*** Supplied information ***
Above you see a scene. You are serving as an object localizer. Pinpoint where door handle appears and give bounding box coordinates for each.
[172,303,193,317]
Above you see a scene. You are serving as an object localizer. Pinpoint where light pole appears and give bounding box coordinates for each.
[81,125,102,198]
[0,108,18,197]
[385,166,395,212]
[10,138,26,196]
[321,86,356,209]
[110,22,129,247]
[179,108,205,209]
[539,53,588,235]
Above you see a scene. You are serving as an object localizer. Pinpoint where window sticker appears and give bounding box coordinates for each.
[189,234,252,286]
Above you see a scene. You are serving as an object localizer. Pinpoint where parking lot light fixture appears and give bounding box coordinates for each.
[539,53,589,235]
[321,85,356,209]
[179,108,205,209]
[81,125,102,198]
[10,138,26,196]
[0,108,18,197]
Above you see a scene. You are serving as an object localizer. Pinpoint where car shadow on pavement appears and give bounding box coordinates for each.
*** End of Supplied information ***
Would you write out the full set of records above without alteration?

Above you see a scene. You are serving as an object localizer. Pinpoint where door handle appears and give bounding box coordinates for each.
[172,303,193,317]
Above you see a scene. You are serving as an object localizer. Pinpoint where light pole appears and give bounding box coordinates for each.
[81,125,102,198]
[0,108,18,197]
[385,166,395,212]
[10,138,26,196]
[321,86,356,209]
[110,22,129,247]
[179,108,205,209]
[539,53,588,235]
Above you see a scene. You are serving as an object localizer. Pinpoint where window sticker appears and give bounding box coordinates for each.
[189,234,252,286]
Above you see a scene. You are serving as an object localizer. Pinpoint where parking lot light fixture appears and give bounding box coordinates for each.
[539,53,589,235]
[321,85,356,209]
[179,108,205,209]
[81,125,102,198]
[10,138,26,196]
[0,108,18,197]
Above you see a scene. You are serving as an object localizer. Pinpoint where car shadow on pavement appears and give bounding box coordinates for each.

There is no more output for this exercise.